* Begin *

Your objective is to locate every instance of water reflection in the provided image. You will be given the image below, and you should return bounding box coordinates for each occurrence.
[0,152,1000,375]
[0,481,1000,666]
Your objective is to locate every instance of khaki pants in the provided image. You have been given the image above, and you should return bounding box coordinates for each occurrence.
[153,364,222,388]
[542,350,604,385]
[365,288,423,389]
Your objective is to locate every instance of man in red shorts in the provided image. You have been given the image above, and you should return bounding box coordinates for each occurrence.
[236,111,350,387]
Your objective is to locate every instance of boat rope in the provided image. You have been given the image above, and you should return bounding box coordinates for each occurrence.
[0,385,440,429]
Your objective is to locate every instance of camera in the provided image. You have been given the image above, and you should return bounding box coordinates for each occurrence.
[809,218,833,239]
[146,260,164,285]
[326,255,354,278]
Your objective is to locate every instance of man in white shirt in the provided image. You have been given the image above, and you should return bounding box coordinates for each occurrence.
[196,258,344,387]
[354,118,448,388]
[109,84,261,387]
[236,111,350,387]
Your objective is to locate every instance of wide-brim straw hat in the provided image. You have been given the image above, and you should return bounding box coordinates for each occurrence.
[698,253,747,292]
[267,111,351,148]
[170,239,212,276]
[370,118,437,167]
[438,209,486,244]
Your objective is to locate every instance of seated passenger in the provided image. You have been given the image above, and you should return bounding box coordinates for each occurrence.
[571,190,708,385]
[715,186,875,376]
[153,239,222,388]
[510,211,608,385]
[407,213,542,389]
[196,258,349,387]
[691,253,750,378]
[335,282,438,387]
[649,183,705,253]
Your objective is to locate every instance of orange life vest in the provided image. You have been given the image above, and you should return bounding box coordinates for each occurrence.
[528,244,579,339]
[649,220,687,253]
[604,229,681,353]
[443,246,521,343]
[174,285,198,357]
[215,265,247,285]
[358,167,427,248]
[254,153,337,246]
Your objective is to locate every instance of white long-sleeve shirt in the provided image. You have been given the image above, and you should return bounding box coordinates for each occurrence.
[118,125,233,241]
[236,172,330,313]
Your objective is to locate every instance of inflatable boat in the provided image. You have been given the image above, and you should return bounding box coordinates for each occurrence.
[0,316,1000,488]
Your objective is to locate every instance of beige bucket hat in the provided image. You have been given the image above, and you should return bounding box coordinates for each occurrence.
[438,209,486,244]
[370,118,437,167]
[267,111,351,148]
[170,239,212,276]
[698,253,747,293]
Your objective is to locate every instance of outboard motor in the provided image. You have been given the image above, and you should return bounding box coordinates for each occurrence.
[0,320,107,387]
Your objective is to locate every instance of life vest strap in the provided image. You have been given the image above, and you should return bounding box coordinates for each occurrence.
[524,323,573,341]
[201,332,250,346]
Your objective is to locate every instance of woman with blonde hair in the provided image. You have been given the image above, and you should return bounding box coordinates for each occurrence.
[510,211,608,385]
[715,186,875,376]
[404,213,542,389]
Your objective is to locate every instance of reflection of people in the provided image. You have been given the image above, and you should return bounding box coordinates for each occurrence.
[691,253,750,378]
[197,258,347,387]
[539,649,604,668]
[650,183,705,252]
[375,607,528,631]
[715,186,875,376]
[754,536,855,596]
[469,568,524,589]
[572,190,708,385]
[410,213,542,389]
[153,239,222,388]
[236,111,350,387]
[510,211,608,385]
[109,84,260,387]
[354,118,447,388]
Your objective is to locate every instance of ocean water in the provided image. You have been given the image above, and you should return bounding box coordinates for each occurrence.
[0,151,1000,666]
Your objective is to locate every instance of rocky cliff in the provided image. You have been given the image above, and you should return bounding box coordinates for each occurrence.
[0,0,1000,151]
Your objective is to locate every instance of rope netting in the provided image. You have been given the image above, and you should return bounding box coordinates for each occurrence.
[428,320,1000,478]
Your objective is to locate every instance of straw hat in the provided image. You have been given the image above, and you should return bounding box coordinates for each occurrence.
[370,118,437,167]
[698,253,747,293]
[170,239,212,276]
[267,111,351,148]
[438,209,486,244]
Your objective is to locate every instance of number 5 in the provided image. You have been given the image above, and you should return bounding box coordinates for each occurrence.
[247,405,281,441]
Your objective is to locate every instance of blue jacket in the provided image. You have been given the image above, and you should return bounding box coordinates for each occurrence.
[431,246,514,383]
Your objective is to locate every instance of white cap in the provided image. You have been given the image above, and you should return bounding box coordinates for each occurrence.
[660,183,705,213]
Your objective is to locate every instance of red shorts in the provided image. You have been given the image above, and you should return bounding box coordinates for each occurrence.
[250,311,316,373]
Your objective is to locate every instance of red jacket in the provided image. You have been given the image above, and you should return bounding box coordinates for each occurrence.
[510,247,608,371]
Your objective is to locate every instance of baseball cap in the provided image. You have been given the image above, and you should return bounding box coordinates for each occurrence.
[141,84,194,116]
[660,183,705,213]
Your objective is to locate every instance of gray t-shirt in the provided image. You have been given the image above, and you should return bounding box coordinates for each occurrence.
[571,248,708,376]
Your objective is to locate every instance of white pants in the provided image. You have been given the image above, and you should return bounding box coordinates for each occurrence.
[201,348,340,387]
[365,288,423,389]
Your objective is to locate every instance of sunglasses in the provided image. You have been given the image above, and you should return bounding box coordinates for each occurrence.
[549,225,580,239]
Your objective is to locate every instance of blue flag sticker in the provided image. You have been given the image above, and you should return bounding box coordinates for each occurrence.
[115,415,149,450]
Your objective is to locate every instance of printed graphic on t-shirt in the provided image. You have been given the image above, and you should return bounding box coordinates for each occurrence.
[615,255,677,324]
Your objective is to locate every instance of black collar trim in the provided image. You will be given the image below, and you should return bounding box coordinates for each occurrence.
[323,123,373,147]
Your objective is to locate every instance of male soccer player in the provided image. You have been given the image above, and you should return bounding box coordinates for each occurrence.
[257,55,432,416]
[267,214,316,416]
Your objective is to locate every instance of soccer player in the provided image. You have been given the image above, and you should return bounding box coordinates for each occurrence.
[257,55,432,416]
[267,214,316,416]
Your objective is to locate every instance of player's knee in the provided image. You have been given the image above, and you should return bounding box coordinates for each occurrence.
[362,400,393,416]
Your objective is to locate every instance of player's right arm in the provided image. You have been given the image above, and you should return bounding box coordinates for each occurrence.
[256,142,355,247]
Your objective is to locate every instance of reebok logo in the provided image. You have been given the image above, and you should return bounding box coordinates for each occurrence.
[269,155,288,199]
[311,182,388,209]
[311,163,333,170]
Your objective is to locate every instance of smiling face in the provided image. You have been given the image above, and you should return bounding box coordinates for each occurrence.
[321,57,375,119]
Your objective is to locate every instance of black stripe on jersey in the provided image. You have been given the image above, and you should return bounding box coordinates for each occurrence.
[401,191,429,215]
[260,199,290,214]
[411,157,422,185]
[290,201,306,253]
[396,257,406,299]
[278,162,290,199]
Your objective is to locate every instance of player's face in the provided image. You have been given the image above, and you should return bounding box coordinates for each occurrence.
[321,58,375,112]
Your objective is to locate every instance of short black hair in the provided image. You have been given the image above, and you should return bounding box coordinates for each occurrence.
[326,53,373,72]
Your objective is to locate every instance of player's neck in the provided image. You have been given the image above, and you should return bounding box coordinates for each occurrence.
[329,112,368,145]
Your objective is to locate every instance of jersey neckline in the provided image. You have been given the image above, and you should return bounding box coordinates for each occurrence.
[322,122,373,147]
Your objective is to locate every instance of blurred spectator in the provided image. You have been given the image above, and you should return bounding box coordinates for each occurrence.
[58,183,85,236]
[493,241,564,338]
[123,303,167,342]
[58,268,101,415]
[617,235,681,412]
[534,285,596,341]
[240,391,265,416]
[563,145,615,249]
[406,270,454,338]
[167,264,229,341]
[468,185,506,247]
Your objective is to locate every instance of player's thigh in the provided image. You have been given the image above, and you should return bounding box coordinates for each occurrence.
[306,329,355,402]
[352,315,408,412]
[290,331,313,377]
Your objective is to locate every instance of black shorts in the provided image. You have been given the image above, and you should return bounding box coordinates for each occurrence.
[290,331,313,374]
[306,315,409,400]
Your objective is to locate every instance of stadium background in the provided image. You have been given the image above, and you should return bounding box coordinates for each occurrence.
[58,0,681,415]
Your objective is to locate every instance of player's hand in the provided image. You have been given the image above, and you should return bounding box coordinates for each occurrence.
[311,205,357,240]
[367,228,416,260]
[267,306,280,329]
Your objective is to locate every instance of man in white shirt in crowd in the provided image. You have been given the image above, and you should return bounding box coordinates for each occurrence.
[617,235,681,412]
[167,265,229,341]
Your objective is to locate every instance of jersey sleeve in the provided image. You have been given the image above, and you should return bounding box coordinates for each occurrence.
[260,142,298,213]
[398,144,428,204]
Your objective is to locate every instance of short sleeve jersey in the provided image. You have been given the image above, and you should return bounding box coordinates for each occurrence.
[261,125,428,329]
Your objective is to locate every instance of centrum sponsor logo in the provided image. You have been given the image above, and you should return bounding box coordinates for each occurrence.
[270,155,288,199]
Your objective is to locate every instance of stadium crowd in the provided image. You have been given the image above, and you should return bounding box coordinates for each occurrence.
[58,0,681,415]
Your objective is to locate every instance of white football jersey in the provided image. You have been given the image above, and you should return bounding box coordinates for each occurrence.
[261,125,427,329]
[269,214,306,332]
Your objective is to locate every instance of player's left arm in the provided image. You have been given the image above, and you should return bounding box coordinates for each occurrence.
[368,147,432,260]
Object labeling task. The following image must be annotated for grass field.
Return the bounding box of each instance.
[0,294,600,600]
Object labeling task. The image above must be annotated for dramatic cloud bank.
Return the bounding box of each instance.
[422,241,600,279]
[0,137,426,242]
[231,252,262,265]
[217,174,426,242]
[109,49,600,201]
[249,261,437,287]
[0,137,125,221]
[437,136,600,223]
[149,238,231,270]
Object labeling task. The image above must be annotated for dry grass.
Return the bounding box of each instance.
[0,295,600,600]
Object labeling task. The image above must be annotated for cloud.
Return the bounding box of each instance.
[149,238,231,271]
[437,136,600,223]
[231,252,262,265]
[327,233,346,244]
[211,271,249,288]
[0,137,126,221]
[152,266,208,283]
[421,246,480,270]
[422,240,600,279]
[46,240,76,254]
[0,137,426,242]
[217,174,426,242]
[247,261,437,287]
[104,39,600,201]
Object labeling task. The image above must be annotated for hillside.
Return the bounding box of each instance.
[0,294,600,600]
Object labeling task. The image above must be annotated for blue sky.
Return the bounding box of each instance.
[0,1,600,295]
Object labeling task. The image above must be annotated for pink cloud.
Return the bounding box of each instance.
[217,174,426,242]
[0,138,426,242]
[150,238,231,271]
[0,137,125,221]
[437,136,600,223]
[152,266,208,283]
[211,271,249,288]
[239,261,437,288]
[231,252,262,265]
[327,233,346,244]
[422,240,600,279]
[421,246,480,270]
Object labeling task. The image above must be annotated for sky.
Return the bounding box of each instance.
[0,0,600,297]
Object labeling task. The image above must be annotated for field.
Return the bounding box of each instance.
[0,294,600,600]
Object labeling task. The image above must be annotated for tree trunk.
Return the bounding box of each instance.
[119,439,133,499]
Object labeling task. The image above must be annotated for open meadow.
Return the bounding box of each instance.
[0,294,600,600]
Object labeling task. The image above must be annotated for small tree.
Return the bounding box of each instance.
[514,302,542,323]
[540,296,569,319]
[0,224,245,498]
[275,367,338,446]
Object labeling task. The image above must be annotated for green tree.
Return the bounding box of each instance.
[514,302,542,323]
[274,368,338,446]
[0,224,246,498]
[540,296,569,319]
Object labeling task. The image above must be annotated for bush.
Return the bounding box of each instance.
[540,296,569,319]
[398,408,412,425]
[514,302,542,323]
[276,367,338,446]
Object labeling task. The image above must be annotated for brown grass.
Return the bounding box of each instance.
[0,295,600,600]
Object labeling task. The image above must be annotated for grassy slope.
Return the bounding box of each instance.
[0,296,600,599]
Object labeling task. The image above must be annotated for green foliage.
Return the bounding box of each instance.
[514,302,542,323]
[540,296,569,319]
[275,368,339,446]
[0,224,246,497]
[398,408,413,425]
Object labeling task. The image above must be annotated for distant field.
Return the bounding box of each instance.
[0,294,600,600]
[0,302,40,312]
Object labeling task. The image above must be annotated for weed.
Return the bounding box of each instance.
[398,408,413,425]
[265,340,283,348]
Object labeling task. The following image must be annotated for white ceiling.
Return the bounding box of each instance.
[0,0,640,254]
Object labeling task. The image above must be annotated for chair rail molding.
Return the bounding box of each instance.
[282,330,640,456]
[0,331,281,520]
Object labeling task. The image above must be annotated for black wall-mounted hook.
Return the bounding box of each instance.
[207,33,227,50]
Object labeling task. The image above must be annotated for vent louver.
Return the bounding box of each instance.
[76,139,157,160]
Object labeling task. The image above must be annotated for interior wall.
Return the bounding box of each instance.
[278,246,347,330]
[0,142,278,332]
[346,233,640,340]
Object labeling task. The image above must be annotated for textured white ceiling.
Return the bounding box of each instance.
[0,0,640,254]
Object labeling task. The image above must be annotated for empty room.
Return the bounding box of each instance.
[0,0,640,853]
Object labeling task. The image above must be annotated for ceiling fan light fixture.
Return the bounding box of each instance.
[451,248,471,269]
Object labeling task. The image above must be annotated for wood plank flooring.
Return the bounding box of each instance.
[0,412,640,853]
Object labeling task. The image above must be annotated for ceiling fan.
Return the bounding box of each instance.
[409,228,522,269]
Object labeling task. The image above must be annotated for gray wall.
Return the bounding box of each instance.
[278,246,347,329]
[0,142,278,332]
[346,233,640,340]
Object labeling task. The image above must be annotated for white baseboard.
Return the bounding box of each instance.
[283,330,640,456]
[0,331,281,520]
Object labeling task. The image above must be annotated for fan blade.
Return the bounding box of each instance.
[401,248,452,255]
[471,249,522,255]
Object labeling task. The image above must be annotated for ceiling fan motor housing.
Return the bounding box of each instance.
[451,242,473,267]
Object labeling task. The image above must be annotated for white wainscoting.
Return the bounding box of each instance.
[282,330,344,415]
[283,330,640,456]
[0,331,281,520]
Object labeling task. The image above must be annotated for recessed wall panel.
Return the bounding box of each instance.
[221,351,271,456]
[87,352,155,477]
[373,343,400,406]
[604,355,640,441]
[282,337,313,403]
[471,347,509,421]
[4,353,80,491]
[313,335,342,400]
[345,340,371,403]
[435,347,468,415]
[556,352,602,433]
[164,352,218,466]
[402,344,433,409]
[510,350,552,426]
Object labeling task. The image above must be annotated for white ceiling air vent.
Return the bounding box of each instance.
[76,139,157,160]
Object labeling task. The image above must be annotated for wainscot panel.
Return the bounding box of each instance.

* End *

- [Given request] Convert the rows between the lines holding "Your objective is to locate every instance of short sleeve" and "[0,1,600,295]", inclusive, into a two-column CSV with the headers request and boxes. Give one CSV line per request, and put its text and its answer each in a single quoted field, with line breaks replaced by spaces.

- [Solution to the exercise]
request,boxes
"Your objective is to locate every instance of short sleeve jersey in the provided image. You have been given the image above, and you should return bounding box coordinates for each occurrence.","[261,125,428,329]"
"Your objective is to locate every instance of centrum sponsor logo in the provided image. You have been given the image above, and you should return bounding box coordinates for each occurrence.","[270,155,288,199]"
"Your objective is to locate every instance of stadium crowd in the provided image. You have been given the image above, and you should return bounding box coordinates for each occurrence.","[58,0,681,415]"
"Your objective is to locate every instance of white football jersey in the provided image. You have been given the image above, and you should return bounding box coordinates for each occurrence.","[261,125,427,329] [269,214,306,332]"
"Your objective is to locate every instance of player's left arm in the provided image. You have been given the image above, and you should return bounding box coordinates for each occurrence.","[368,147,432,260]"
"Object labeling task. The following image must be annotated for grass field. Return the bounding box of each instance.","[0,294,600,600]"
"Object labeling task. The image above must be annotated for dramatic cloud bank. Return the bounding box of each instance.","[422,241,600,279] [0,137,426,242] [231,252,262,265] [217,174,426,242] [109,49,600,201] [249,261,437,287] [0,137,125,221] [437,136,600,223] [149,238,231,270]"
"Object labeling task. The image above must be annotated for dry grass. Return the bounding box of each instance.","[0,295,600,600]"
"Object labeling task. The image above must be annotated for cloud. Return the bounding box of each instance.","[149,238,231,271] [437,136,600,223] [231,252,262,265] [327,233,346,244] [211,271,249,288] [0,137,126,221] [152,266,208,283] [421,246,480,270] [422,240,600,279] [46,240,76,254] [0,137,426,242] [217,174,426,242] [247,261,437,287] [104,39,600,201]"
"Object labeling task. The image above must be annotated for hillside. Return the bounding box of each instance.","[0,294,600,600]"
"Object labeling task. The image above must be annotated for blue sky. Return the bounding box of each instance.","[0,1,600,295]"